Tuesday, 30 April 2013

Death By Duck

Do you know the feeling when you really want something, but just can't have it? Like a pet penguin. Or an Iron Man suit.

I had such a feeling last month, during a short road trip around California. We'd left LA a couple of nights previously, and were some way up the coast when I found out about a bar in the Koreatown area of LA called Beer Belly. This place features a huge selection of craft beers, as well as a menu stuffed with drool-enducing treats including "pork belly chips", "pizza mac n' cheese", "deep fried oreos", and "death by duck". The latter dish consisting of duck fat fries topped with duck skin crackling and confit duck, served with a raspberry mustard dip.

Furious with myself for missing the opportunity to visit Beer Belly, I had two options - drive two hours back to LA and risk disturbing the matrimonial bliss... or try to forget about it, and pretend I didn't care. Under the circumstances I really had to go for the second option (and to be fair, we actually ended up having some awesome tacos that night). But after the holiday, the intense sense of unfulfillment lingered on, slowly eating away at me. There was only one solution. I had to make my own replica of Death by Duck.

Stage 1 - Duck Confit

There is no end of recipes online for confit duck, but essentially it just consists of cooking duck legs in duck fat, at a low temperature, for a bloody long time. Technically you should salt cure the meat first, but frankly life's too short for that kind of palaver. First I had to remove the skin from one of the legs to use later for the crackling, and then I begun the slow processing of "confiting" the duck. Even the smallest ring on the hob seemed a bit hot, so I ended up chucking it in the oven at 115 C for around five hours.

I then let it cool, and put it in the fridge overnight. When you're ready to use it, you just need to pan fry the legs for a few minutes. This has the added benefit of crisping up the skin very nicely indeed. The meat should be very tender, and easily come away from the bone.

Stage 2 - Duck crackling

I took the duck skin that was salvaged from stage 1, salted it, and dried it with kitchen paper. I cut it into six pieces, and put in a dry frying pan on the lowest heat for 20 minutes, regularly pouring off the excess fat. The pieces of skin puffed up and became wonderfully crunchy, although they did dramatically shrink in size as the fat slowly melted away. It actually made me wonder where Beer Belly get all that duck skin from!

Stage 3 - Raspberry Mustard

Fresh raspberries cost a fortune, so I used tinned. I strained off the juice, and then pushed the fruit through a sieve to create a loose puree. I mixed in the wholegrain mustard, and also a dash of vinegar (as the tinned fruit was not really acidic enough).

Stage 4 - Duck fat fries

I really wasn't in the mood for peeling and chopping potatoes, so I used a pack of frozen french fries. I went for a variation on the "twice cooked" method - but instead of frying them twice, I started them off in the oven on a low temperature, to make sure they were cooked through. I then finished them off by frying them in very hot duck fat for five minutes, until they were golden and crispy. Finally I drained the fries, patted them dry, and tossed them in salt and white pepper.

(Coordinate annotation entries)
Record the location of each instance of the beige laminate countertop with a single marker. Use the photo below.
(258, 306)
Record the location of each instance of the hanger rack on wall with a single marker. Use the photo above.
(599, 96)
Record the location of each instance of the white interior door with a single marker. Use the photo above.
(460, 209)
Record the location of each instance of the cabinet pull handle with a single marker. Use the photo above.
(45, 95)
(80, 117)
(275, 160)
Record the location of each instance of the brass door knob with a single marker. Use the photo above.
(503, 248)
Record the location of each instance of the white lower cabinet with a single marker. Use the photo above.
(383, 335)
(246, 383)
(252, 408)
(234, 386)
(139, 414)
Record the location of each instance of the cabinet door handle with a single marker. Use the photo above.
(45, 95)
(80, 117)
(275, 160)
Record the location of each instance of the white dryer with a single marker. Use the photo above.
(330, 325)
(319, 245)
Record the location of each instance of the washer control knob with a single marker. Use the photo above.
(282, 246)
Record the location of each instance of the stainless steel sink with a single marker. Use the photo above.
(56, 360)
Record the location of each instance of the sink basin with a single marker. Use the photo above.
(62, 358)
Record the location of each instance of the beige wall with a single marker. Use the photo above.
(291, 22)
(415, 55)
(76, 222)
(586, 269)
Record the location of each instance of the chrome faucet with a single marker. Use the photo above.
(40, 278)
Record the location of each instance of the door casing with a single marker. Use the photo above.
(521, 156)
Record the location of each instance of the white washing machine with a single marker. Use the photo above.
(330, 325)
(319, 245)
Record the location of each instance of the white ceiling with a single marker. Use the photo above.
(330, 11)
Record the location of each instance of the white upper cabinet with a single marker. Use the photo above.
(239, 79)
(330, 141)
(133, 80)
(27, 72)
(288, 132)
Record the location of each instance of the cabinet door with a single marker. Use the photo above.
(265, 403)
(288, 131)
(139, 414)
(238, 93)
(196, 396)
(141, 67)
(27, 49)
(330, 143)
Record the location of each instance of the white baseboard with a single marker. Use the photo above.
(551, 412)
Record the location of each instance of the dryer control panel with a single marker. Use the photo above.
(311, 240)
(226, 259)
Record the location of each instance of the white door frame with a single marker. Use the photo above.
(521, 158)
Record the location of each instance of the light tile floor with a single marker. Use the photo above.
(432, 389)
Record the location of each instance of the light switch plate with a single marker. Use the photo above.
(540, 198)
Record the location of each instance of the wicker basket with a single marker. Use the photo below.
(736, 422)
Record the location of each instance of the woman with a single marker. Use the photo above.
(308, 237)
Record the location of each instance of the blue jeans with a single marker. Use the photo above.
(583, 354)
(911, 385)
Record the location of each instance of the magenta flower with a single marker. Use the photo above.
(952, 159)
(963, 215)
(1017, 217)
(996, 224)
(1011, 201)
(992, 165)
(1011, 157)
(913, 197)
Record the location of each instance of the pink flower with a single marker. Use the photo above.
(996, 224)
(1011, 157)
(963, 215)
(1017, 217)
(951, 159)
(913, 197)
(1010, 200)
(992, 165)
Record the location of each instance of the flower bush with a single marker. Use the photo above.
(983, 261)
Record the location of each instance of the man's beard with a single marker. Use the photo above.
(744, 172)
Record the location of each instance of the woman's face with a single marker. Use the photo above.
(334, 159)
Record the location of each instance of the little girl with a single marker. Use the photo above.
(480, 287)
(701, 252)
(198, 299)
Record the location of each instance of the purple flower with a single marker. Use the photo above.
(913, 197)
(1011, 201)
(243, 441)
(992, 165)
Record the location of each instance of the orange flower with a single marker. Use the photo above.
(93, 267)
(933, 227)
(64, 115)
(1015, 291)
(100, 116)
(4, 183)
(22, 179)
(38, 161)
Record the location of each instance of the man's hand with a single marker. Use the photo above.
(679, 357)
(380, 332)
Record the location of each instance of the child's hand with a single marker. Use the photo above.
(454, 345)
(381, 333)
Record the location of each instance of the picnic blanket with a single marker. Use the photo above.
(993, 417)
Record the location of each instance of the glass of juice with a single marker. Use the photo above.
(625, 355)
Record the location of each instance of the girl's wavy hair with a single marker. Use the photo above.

» **YOUR TASKS**
(a) Copy out the records word for word, everything from the line containing "Record the location of each instance of the flower" down to the final line of the records, with both of those lines included.
(b) Extend the blog post about making a homemade Death by Duck past its last sentence.
The post and the records have nothing to do with each other.

» **ANSWERS TO THE EXERCISES**
(a)
Record the location of each instance of the flower bush with a single marker. Use the photo above.
(983, 261)
Record the location of each instance of the man's beard with a single marker. Use the photo above.
(744, 172)
Record the location of each instance of the woman's face with a single marker. Use the photo above.
(334, 159)
Record the location of each instance of the little girl with a single marker. Use the photo above.
(480, 287)
(701, 252)
(198, 299)
Record the location of each instance of the purple flower with a single marker. Use the photo above.
(913, 197)
(1011, 201)
(243, 441)
(992, 165)
Record the location of each instance of the orange flower with a single marker. Use the photo above.
(93, 267)
(933, 227)
(64, 115)
(1015, 291)
(100, 116)
(4, 183)
(22, 179)
(38, 161)
Record the location of each instance of the man's hand with a single marker. Use the photo above.
(679, 357)
(380, 332)
Record the location of each instance of the child's hand with a single marker. Use the photo above.
(454, 345)
(381, 333)
Record the location of each instance of the picnic blanket with a single marker. Use the photo above.
(993, 417)
Record the location of each instance of the glass of juice with a single marker. Use the photo above.
(625, 355)
Record the location of each instance of the girl's wavy hair with a single marker. Use the photo above.

(b)
The finished dish made for a handsome plate of food, perfect with a cold beer and a mound of coleslaw on the side. The crackling was light and crispy, the meat was tender and flavoursome, and the fries were gloriously greasy and ducky. Even the raspberry mustard dip, which I was initially cynical about, tasted really good and cut right through all the richness (maybe I shouldn't have been such a tight-arse, and bought fresh raspberries).

The name "Death by Duck" seems rather appropriate. Your arteries would surely give up the battle if you ate this thing regularly. But the things that are bad for you are usually the things that taste the best, and in that department, I can assure your that DBD is a winner.



Wednesday, 24 April 2013

Filthy Sticky Ribs

This is simple way of cooking ribs, that requires very few ingredients, but a loooong cooking time. They'd probably be great finished on the barbecue, now the weather's getting better... except that I don't have a barbecue. Or a garden.

Put a large rack of ribs in an even larger pan, then add a large bottle of coke, several (large) crushed cloves of garlic, and a few really large dashes of Worcester sauce. Simmer gently for at least half an hour. It will start to smell really revolting at this stage, but don't worry... things will improve. Transfer the ribs to an oven dish, along with some of the liquid.

Make sure that there's enough liquid in there to keep the meat moist, then cover with foil and cook on a low heat for two hours. Basting it occasionally will really help. Meanwhile, reduce the rest of the liquid in a pan until it is syrupy. When the two hours is up, uncover the meat, turn the oven up to 180, and spoon the thickened liquid over the meat.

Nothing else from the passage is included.